- **Consignes de l'exercice**
1 - D'après le texte sur l'empreinte écologique, quelle proportion des services écologiques examinés est dégradée ou utilisée de façon non durable ?
2 - Résumez le texte sur l'empreinte écologique en deux phrases.
3 - Reprenez le texte sur l'empreinte écologique à l'endroit où il s'arrête et poursuivez-le.

- **Texte à lire**
* * * * * * * * *
L’évolution de ces 10 dernières années requiert l’établissement d’un dialogue entre les Etats, la société civile et les acteurs économiques, pour les consommations avancent au rythme des nouvelles productions. Mais pour que l’ensemble de ces acteurs avancent de façon cohérente il faut qu’ils aient une vision claire des objectifs.
Quels outils de diagnostic pour éclairer les choix ?
L’empreinte écologique
Le développement durable répond à des problèmes extrêmement concrets en matière d’environnement et de développement. Ces derniers ont été pour une partie fixés dans les Objectifs du millénaire. Sur le plan environnemental, la pression sur les espaces biologiquement productifs et les écosystèmes mondiaux, par exemple, que l’on peut mesurer globalement par l’empreinte écologique, dépasse aujourd’hui le seuil qui permet leur renouvellement. Alors que la surface biologiquement productive disponible au niveau mondial par habitant est un peu inférieure à 2ha, il en faut 5 à 6 pour faire vivre un européen et plus de dix pour un américain du Nord. Pour généraliser ces modes de vie à l’ensemble de la planète il faudrait 3 ou 5 planètes, ce qui est bien entendu impossible. Ces écosystèmes sous pression nous fournissent des nombreux services écologiques qui sont aujourd’hui mis en péril. L’Évaluation des écosystèmes pour le Millénaire (EM)[[Millennium Ecosystem Assessment Synthesis Report, Pre-publication Final Draft Approved by MA Board on March 23, 2005]] publiée en mars 2005 a mis en perspective l’information scientifique relative aux liens entre changements observés des écosystèmes et le bien-être de l’homme. Cette notion de services écologiques a été définie par les Nations-Unies comme : « les bénéfices que les écosystèmes procurent aux hommes. Ils comportent les services de prélèvement tels que celui de la nourriture et de l’eau; les services de régulation comme la régulation des inondations, de la sécheresse, de la dégradation des sols, et des maladies ; les services d’auto-entretien tels que la formation des sols, le développement du cycle nutritionnel; enfin les services culturels tels que les bénéfices d’agrément, les bénéfices d’ordre spirituel, religieux et les autres avantages non matériels. » Selon cette étude 60% des services écologiques examinés (15 sur les 24) sont en train d’être dégradés ou d’être utilisés de façon non durable, incluant les eaux douces, les ressources halieutiques, la purification de l’air et de l’eau, la régulation du climat au plan régional et local, les risques naturels. Cette dégradation ne permettra pas d’atteindre les objectifs du millénaire.
* * * * * * * * *
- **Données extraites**
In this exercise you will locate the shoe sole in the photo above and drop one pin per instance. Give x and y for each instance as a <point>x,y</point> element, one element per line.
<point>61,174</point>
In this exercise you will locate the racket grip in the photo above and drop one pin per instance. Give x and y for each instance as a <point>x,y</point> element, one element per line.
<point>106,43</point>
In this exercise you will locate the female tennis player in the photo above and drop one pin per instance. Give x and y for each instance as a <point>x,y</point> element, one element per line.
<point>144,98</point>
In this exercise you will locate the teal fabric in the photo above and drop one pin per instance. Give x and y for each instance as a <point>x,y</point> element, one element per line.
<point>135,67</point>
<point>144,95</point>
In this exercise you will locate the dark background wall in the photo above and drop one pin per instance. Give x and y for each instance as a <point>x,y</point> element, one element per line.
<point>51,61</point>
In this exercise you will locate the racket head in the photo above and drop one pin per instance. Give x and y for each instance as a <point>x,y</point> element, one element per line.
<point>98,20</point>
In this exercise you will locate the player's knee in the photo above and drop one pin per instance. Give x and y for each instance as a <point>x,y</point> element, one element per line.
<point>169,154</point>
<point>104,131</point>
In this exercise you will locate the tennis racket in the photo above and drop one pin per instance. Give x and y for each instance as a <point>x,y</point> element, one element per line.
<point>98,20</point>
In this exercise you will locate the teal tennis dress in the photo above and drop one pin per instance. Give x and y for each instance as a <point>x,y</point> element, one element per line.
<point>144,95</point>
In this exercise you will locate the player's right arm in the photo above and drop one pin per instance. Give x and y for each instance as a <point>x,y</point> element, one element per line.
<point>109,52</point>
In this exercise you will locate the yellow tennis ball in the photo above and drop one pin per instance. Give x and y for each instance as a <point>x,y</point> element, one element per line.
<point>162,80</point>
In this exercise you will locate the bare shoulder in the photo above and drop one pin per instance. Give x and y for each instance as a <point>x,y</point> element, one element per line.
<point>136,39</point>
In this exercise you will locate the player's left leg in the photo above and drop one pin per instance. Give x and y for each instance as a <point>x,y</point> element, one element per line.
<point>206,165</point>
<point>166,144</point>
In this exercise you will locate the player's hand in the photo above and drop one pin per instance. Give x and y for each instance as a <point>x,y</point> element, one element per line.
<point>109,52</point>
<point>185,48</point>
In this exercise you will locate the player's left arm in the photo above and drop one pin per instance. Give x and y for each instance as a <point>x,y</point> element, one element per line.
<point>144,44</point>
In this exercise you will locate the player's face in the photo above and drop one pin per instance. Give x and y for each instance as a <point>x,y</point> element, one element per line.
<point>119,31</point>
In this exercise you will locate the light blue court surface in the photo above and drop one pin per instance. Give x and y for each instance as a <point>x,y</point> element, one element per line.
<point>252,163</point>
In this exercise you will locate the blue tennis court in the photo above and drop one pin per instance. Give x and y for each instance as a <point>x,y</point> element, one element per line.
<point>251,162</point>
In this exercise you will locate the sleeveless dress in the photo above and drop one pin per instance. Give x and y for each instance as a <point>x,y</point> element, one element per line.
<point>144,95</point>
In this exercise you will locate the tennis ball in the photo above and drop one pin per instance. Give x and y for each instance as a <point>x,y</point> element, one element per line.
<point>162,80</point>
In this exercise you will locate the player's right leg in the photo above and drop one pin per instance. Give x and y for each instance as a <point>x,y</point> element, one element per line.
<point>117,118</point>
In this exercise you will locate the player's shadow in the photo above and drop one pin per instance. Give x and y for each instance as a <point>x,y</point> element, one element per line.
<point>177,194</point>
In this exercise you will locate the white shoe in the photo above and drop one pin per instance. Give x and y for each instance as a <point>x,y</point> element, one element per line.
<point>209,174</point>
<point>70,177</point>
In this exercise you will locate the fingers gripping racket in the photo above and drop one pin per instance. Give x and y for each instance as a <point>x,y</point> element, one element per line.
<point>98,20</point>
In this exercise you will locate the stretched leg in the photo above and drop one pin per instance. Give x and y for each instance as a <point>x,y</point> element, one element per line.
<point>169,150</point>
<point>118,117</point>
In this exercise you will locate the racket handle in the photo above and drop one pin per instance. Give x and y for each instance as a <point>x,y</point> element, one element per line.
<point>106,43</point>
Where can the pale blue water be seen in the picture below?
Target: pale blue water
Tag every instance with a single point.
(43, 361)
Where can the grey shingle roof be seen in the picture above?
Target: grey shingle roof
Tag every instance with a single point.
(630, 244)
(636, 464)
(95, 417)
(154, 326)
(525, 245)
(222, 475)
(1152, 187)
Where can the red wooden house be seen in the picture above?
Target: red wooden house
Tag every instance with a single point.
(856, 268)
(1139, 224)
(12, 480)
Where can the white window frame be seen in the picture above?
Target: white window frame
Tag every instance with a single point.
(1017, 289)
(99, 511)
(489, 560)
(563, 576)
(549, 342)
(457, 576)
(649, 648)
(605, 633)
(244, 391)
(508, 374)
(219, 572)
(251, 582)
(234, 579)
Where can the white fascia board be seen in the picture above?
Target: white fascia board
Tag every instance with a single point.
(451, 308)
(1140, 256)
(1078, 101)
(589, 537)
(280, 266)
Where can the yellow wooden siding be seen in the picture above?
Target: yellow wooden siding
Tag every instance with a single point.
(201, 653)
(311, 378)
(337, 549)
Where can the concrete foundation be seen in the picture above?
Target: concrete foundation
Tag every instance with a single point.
* * * * * * * * *
- **Réponses aux consignes**
1 - 60 %, soit 15 services sur les 24 examinés.

2 - La pression exercée sur les espaces biologiquement productifs et les écosystèmes mondiaux dépasse aujourd'hui le seuil de leur renouvellement : il faut 5 à 6 ha pour faire vivre un Européen et plus de dix pour un Nord-Américain, alors qu'un peu moins de 2 ha par habitant sont disponibles. Selon l'Évaluation des écosystèmes pour le Millénaire publiée en mars 2005, 60 % des services écologiques examinés sont dégradés ou utilisés de façon non durable, ce qui ne permettra pas d'atteindre les objectifs du millénaire.

3 -
Le facteur 4
Si l’on prend l’effet de serre comme autre illustration de contraintes imposées par une planète limitée : les chiffres sont du même ordre. Pour stabiliser les concentrations à un niveau acceptable n’engendrant pas des changements trop graves, il faudra réduire au niveau mondial par deux les émissions de gaz à effet de serre et par 4 dans les pays industrialisés compte tenu de leur pression actuelle. Le Parlement européen[Le [rapport de Anders Wijkman « Vaincre le changement climatique planétaire » qui a été adopté par le Parlement européen le 16 novembre 2005 (450 voix pour, 66 contre et 143 abstentions) préconise une réduction de 60-80 % pour 2050 et une réduction de la consommation d’énergie de l’ordre de 2,5-3% par an.]] a fixé l’objectif de réduire de 60 à 80 % en 2050 les émissions de gaz à effet de serre. La France s’est fixé l’objectif de réduire les siennes par 4 à horizon de 2050 (75%). Cet objectif – en moyenne de 3% par an – est considérable sachant que le secteur des transports, par exemple, augmente en France ses émissions de 2% par an et le logement de 1,7%.
Soit, on trouve les conditions politiques, sociales et économiques d’infléchir le développement, soit les conditions de vie deviendront intenables. Même en agissant elles changeront profondément. En effet même si la diminution des émissions de gaz à effet de serre était massive, il y aurait tout de même des changements du fait de l’inertie du système climatique auxquels nous devrons nous adapter : épisodes extrêmes (sécheresses, inondations, canicules…). Les scientifiques prévoient que la canicule de 2003 sera classée parmi les étés moyens en 2050 et il y aura des pointes plus importantes.
Rendre compte sur les émissions
Certaines ressources sous estimées aujourd’hui auront une valeur croissante : le pétrole, les terres agricoles, l’eau… Les politiques publiques vont donner un coût à l’émission des gaz à effet de serre. Dans la perspective de la mise en œuvre du protocole de Kyoto, l’Europe a créé un marché des permis d’émission après avoir alloué des quotas. Avec un faible niveau d’échange actuellement le prix de la tonne de CO2 se stabilise autour de 27€[le cours du jour peut être trouvé sur le site [Pointcarbonoù l’on trouve aussi un bulletin en français : Le Moniteur du MDP et de la MOC ]].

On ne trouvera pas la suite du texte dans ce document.